··· DATA SHOWN ···

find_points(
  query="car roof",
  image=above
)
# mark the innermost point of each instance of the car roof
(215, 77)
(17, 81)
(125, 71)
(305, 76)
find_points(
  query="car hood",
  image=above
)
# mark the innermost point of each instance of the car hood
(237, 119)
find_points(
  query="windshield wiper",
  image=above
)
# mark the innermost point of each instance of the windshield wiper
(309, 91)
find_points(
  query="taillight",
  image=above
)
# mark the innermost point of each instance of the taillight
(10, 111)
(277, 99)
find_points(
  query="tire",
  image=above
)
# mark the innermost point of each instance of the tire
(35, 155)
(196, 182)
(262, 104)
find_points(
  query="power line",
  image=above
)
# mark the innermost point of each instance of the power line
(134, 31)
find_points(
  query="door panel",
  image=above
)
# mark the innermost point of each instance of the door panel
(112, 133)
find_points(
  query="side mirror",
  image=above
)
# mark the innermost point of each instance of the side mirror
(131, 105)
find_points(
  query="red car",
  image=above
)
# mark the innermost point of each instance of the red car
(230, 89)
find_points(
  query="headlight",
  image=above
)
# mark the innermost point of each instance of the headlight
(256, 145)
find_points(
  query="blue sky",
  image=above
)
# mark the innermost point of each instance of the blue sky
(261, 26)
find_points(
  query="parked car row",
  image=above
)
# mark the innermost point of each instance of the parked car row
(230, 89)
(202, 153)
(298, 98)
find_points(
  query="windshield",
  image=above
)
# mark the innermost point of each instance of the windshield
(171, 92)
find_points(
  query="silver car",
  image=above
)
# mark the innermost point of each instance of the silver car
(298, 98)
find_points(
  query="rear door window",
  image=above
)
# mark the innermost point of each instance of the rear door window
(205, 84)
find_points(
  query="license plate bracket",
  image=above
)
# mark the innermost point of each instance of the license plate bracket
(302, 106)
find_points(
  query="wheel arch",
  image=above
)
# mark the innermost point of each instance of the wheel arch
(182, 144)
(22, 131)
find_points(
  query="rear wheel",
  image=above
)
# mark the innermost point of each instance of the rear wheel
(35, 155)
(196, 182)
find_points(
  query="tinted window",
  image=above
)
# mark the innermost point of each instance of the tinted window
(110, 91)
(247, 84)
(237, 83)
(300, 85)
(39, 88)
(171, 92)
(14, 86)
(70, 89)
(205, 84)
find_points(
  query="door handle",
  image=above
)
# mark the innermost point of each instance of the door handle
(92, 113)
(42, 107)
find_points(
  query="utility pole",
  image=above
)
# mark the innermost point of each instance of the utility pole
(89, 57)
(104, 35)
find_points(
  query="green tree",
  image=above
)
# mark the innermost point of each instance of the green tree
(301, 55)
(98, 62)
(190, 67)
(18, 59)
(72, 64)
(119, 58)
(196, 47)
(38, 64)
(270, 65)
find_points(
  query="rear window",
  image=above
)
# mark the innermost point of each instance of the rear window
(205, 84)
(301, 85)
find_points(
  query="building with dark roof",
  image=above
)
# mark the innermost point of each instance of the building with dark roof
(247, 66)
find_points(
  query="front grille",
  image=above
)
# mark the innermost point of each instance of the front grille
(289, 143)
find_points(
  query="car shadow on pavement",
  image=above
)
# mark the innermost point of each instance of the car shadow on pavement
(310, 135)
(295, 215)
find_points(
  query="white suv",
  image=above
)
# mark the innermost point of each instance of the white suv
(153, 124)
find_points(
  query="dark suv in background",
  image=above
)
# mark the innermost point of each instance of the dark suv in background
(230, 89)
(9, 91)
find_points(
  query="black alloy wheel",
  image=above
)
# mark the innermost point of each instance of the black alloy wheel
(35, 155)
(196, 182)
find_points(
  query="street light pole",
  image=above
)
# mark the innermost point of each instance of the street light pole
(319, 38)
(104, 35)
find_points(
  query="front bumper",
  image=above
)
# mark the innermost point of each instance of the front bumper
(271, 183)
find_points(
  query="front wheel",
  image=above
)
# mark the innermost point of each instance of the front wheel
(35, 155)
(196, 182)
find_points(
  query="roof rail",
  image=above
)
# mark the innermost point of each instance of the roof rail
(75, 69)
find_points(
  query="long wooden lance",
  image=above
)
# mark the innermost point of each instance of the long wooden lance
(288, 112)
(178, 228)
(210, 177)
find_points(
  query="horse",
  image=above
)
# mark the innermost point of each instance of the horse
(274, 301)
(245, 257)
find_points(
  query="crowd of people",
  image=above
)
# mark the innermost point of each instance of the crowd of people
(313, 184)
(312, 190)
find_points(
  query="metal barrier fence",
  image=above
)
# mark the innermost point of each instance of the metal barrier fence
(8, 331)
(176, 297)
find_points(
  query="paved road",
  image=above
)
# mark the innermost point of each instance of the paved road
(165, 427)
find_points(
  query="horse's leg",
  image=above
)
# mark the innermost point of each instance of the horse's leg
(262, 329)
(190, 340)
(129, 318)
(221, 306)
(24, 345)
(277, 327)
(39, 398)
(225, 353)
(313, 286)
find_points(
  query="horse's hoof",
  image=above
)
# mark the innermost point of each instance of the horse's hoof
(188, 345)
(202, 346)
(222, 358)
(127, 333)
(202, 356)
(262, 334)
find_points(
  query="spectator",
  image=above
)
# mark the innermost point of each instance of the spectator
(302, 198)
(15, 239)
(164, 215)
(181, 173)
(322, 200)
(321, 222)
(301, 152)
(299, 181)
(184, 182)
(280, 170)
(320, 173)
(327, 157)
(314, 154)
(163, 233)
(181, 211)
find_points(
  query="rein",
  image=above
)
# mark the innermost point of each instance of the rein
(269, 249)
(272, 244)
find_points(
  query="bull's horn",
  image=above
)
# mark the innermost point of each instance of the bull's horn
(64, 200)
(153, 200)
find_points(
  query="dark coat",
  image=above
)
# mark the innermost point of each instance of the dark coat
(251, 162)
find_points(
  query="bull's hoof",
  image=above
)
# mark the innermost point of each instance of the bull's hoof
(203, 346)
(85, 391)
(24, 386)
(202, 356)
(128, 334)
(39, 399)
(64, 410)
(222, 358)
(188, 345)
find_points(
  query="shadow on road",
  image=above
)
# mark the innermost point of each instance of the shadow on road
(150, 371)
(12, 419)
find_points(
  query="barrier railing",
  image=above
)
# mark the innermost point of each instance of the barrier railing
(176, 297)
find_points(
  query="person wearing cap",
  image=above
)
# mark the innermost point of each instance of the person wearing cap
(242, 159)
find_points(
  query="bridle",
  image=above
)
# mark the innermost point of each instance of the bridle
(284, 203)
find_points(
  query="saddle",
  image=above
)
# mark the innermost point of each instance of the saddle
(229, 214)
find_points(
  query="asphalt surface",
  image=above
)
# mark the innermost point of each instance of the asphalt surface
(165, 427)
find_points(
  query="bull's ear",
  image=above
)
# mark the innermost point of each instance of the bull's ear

···

Pick out each line of the data above that contains the string "parked", and copy those lines. Case is significant.

  query="parked car row",
# mark the innermost point of each instance of the parked car row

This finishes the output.